-- TEXT FOR ANALYSIS follows --

Give an experimental evidence to demonstrate that DNA is a genetic material.

Griffith’s Transformation Experiment (1928)

Frederick Griffith, while working with Streptococcus pneumoniae, observed a phenomenon called transformation. He used two strains of the bacteria: a virulent (S) strain with a polysaccharide capsule, causing pneumonia, and a non-virulent (R) strain lacking the capsule. His experiment involved the following:

• Injection of S strain: Mice died.
• Injection of R strain: Mice lived.
• Injection of heat-killed S strain: Mice lived.
• Injection of a mixture of heat-killed S strain and live R strain: Mice died, and live S strain bacteria were recovered.

Griffith concluded that some “transforming principle” from the heat-killed S strain had converted the R strain into the virulent S strain. However, he didn’t identify the nature of this principle.

Avery-MacLeod-McCarty Experiment (1944)

Building on Griffith’s work, Oswald Avery, Colin MacLeod, and Maclyn McCarty aimed to identify the “transforming principle.” They systematically isolated different components from heat-killed S strain bacteria and tested their ability to transform R strain bacteria.

Their experimental setup involved three sets of experiments:

• Treatment with protease (enzyme that degrades proteins): Transformation occurred.
• Treatment with RNase (enzyme that degrades RNA): Transformation occurred.
• Treatment with DNase (enzyme that degrades DNA): Transformation did not occur.

This experiment demonstrated that DNA, and not protein or RNA, was the transforming principle responsible for the genetic change. This was a crucial step in establishing DNA as the genetic material, although some scientists remained skeptical.

Hershey-Chase Experiment (1952)

Alfred Hershey and Martha Chase provided the most convincing evidence that DNA, not protein, is the genetic material. They used bacteriophages (viruses that infect bacteria) to demonstrate this. Bacteriophages consist of only DNA and protein.

-- TEXT FOR ANALYSIS concluded --

TASK A -
Name every scientist mentioned in the text on DNA as the genetic material.
TASK B -
Write the next part of the text on DNA as the genetic material, picking up right after its final sentence.

-- SUPPLIED ENTRIES follows --

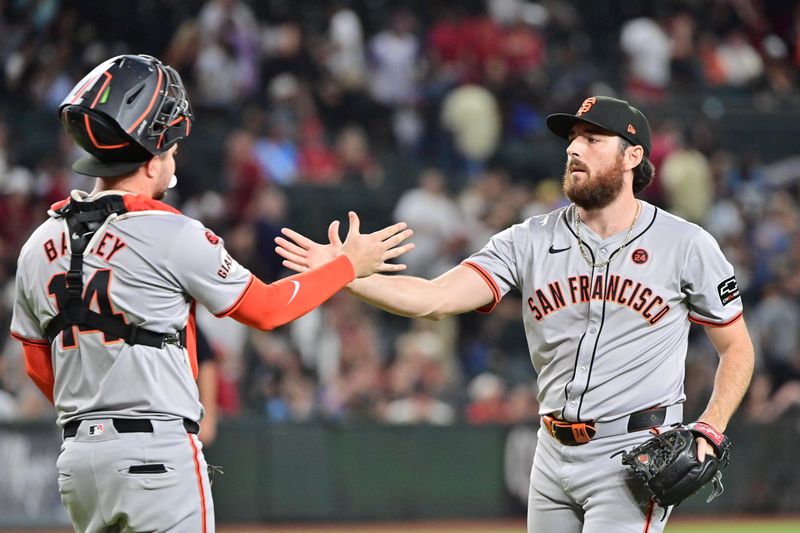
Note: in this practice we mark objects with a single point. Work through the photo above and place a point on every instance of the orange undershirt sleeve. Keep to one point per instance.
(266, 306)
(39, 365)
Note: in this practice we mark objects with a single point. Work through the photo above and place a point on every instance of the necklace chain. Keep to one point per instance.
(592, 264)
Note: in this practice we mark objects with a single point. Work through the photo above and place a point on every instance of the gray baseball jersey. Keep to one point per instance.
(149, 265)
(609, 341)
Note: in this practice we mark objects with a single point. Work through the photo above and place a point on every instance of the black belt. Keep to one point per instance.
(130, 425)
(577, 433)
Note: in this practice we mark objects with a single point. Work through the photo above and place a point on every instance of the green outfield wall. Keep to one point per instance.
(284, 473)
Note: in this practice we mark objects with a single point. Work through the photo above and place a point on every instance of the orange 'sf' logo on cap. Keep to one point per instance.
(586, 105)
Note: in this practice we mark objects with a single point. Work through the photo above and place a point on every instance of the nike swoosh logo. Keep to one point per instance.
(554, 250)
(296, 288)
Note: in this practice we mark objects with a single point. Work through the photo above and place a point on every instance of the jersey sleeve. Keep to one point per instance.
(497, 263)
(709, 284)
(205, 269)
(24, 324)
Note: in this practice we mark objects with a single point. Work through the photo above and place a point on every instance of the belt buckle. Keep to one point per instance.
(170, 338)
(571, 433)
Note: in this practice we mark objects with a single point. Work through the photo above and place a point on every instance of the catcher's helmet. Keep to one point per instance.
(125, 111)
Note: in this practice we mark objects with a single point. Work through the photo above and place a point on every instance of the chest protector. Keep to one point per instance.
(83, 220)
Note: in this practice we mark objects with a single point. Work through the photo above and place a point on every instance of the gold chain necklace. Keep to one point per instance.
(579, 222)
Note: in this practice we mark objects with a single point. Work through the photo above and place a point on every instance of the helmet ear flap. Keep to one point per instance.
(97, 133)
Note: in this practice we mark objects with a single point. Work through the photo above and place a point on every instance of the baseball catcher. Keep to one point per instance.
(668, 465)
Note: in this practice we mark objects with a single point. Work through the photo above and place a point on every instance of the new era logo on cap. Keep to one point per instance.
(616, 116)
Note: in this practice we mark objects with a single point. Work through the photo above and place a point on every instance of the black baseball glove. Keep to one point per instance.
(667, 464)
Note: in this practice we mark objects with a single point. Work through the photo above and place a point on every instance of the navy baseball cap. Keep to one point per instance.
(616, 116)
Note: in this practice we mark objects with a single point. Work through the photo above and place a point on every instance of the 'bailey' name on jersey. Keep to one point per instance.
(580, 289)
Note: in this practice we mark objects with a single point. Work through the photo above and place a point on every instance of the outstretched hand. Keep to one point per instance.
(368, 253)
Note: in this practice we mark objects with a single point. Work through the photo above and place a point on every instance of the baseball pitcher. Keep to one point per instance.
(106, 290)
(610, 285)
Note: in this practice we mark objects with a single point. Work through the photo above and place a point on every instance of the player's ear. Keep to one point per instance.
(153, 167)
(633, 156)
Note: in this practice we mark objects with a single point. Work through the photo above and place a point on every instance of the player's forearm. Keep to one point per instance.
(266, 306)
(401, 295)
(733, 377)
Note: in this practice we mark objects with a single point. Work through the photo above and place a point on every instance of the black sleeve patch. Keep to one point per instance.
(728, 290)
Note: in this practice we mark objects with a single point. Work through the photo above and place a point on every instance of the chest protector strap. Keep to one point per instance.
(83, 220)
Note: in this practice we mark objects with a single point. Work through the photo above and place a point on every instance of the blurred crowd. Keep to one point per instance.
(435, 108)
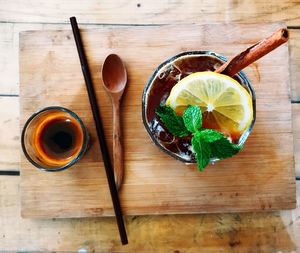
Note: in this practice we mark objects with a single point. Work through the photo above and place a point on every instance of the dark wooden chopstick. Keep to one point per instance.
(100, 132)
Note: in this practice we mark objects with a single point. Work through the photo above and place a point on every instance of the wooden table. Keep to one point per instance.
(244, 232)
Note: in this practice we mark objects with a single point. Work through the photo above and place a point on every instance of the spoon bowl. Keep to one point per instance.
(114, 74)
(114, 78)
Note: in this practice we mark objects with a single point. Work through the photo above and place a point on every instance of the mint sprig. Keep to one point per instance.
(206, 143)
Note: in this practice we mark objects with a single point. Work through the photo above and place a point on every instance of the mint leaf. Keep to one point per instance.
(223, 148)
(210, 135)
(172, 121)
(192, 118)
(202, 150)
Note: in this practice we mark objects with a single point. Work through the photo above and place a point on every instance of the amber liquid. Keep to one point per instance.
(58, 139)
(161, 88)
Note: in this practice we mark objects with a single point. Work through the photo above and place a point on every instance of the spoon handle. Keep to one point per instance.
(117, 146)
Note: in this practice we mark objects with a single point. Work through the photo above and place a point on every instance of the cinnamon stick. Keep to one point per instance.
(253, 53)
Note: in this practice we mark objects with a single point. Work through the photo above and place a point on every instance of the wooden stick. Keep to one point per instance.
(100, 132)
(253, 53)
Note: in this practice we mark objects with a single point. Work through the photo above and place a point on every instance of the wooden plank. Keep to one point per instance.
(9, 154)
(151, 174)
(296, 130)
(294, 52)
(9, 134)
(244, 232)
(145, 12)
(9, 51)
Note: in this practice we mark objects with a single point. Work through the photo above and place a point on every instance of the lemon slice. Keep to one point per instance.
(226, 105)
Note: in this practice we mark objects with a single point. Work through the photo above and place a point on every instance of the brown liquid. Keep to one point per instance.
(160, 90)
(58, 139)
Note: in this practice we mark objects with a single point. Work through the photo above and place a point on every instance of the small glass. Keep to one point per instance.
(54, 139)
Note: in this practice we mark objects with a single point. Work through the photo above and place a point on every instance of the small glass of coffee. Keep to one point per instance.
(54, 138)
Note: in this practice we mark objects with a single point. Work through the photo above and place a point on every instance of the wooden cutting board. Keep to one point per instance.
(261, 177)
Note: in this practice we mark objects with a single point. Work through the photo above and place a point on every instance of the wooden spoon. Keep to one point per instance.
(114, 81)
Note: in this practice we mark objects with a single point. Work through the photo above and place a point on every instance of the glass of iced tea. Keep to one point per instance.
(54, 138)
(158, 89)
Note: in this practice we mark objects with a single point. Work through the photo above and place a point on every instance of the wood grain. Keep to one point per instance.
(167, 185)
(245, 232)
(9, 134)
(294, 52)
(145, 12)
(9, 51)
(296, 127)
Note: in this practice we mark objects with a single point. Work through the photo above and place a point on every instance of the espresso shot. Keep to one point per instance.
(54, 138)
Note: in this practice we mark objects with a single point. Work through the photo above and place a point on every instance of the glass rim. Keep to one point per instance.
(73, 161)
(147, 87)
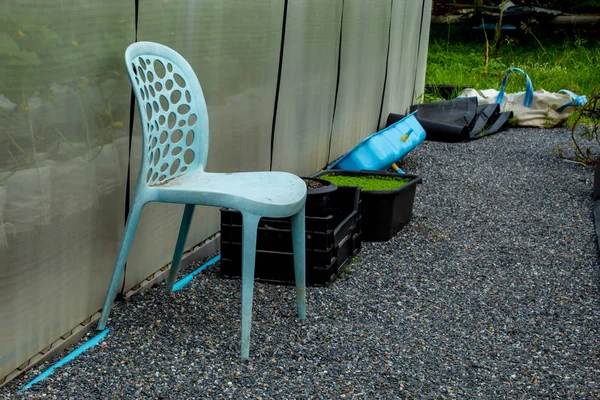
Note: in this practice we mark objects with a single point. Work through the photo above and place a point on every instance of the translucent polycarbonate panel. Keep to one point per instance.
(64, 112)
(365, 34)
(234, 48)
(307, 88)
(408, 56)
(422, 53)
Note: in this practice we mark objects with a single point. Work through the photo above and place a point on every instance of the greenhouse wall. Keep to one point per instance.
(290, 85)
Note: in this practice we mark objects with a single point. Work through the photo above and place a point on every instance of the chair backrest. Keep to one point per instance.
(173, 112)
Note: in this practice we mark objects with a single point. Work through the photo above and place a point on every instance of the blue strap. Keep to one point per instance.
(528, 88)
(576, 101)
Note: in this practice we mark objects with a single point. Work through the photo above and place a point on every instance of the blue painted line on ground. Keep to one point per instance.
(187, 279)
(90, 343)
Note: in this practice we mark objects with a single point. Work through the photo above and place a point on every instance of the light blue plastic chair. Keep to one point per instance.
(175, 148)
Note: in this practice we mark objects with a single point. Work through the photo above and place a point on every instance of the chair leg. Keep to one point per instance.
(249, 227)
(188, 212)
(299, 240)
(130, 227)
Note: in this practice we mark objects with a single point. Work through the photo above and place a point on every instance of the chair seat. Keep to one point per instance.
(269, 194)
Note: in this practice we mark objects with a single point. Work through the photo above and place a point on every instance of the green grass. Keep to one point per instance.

-- SUPPLIED ENTRIES concluded --

ANSWER BOX A -
Frederick Griffith, Oswald Avery, Colin MacLeod, Maclyn McCarty, Alfred Hershey, Martha Chase

ANSWER BOX B -
Their experiment utilized radioactive isotopes:

• ³²P (radioactive phosphorus): Used to label DNA, as phosphorus is present in DNA but not in protein.
• ³⁵S (radioactive sulfur): Used to label protein, as sulfur is present in protein but not in DNA.

The experiment proceeded as follows:

• Bacteriophages were grown in media containing ³²P and ³⁵S to label their DNA and protein, respectively.
• The labeled phages were allowed to infect E. coli bacteria.
• After infection, the phage particles were removed by agitation, and the bacterial cells were analyzed.

Results:

• The bacterial cells contained most of the ³²P (DNA) inside.
• The bacterial cells contained very little ³⁵S (protein).

This conclusively showed that DNA, not protein, enters the bacterial cells during infection and is therefore the genetic material. This experiment effectively resolved the debate and solidified DNA’s role as the carrier of genetic information.

Further Evidence

Later, Chargaff’s rules (1950) regarding the base composition of DNA (A=T and G=C) and the X-ray diffraction studies by Rosalind Franklin and Maurice Wilkins (1952) provided further insights into the structure of DNA, ultimately leading to the discovery of the double helix structure by Watson and Crick (1953).